What this task involves
You are to retype exactly the line with "target: brick house" and every line after it in the entries below.

(Dataset entries)
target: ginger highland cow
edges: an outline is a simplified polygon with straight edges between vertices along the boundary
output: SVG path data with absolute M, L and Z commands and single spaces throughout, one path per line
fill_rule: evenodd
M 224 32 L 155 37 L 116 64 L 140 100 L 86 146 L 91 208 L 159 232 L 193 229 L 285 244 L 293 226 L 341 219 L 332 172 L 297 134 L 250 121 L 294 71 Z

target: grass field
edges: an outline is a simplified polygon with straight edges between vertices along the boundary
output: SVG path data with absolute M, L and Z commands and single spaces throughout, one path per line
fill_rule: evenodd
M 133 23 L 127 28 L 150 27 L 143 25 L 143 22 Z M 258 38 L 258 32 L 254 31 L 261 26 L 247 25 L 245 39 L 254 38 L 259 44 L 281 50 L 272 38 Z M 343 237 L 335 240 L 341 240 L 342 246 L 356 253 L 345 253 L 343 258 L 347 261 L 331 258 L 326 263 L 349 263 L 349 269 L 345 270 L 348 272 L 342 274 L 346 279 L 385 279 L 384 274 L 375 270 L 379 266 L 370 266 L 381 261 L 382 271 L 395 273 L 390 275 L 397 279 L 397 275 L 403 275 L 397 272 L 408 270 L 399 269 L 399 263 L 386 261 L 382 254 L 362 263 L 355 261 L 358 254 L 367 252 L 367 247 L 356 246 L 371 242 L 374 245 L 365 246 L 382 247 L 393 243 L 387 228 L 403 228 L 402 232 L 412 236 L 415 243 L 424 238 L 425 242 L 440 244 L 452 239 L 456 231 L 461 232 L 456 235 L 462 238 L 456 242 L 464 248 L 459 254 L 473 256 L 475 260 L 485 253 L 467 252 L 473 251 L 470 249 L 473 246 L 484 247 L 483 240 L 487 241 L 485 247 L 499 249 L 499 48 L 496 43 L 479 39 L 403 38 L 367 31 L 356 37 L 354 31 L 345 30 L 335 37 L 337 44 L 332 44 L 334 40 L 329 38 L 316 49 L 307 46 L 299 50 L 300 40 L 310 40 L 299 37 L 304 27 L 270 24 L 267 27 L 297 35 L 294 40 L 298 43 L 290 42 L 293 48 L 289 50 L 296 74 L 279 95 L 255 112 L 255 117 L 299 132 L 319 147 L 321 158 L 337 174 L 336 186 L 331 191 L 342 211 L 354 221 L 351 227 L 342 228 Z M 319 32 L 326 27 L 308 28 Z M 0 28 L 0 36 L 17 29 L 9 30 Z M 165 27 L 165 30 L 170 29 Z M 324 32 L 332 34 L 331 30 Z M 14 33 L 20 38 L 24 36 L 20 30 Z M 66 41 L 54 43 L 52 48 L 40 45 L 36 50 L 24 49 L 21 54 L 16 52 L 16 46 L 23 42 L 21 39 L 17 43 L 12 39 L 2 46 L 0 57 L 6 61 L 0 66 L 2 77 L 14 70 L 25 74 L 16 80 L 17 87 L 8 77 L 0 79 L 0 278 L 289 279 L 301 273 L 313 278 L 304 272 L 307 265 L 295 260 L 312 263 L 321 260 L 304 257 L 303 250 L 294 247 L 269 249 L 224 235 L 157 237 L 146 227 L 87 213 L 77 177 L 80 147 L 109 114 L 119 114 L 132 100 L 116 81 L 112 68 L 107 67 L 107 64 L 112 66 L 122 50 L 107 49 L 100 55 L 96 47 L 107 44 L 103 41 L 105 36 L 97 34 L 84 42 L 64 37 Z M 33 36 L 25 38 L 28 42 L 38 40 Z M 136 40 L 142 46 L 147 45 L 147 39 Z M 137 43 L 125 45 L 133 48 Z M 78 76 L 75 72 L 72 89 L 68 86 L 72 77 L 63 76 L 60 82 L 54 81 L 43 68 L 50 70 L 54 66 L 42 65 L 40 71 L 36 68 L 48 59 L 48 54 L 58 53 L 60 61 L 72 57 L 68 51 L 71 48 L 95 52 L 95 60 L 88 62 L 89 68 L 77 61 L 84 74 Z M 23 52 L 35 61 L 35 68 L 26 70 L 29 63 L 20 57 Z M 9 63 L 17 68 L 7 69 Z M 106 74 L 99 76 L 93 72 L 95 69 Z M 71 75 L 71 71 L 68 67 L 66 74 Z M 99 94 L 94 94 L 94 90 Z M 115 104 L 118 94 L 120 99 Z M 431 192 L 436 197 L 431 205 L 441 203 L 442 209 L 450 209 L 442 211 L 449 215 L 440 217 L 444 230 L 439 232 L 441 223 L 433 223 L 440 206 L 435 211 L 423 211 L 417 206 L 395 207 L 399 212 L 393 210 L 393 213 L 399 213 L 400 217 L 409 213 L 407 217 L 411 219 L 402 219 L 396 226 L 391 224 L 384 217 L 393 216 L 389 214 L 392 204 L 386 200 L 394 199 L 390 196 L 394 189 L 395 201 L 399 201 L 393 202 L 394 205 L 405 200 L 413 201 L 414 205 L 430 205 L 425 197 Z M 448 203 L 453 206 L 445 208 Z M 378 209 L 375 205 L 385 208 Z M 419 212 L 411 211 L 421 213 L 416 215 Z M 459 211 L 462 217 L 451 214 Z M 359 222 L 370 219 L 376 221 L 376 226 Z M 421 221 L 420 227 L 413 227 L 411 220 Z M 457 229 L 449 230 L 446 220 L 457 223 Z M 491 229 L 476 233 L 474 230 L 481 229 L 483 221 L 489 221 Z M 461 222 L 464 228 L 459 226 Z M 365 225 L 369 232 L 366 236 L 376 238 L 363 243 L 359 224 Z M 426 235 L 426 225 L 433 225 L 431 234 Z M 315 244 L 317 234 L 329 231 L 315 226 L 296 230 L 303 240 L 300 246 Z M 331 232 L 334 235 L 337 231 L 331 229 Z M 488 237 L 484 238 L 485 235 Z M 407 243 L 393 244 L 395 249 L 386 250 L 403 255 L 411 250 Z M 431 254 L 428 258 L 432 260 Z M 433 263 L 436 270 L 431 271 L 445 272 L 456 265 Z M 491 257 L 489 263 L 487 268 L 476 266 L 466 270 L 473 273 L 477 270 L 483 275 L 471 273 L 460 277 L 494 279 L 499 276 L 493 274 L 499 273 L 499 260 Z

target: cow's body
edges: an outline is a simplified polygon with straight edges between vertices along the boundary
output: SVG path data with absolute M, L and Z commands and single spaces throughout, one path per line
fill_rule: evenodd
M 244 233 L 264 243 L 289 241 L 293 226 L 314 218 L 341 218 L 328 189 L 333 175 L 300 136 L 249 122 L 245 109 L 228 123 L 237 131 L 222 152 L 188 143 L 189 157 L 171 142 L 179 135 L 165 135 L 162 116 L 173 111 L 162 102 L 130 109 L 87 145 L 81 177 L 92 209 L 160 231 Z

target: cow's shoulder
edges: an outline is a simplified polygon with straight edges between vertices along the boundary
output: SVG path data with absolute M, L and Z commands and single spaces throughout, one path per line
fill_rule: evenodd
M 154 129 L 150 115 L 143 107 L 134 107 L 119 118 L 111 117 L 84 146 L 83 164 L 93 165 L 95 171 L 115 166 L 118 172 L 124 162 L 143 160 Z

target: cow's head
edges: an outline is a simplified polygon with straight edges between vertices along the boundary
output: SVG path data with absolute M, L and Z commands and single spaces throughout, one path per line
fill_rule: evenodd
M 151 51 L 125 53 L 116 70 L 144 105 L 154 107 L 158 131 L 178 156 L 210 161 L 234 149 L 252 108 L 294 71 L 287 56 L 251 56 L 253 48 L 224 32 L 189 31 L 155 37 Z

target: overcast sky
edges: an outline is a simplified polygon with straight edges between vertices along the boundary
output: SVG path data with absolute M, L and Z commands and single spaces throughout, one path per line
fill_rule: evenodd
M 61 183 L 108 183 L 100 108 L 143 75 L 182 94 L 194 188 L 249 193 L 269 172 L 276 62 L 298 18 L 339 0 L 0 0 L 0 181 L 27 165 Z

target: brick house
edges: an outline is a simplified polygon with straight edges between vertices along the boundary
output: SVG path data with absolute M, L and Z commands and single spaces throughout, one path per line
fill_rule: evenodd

Response to the task
target: brick house
edges: an outline is a simplified polygon with straight edges between vertices along the boundary
output: SVG path data with absolute M, L and Z commands and single spaces throughout, one path per line
fill_rule: evenodd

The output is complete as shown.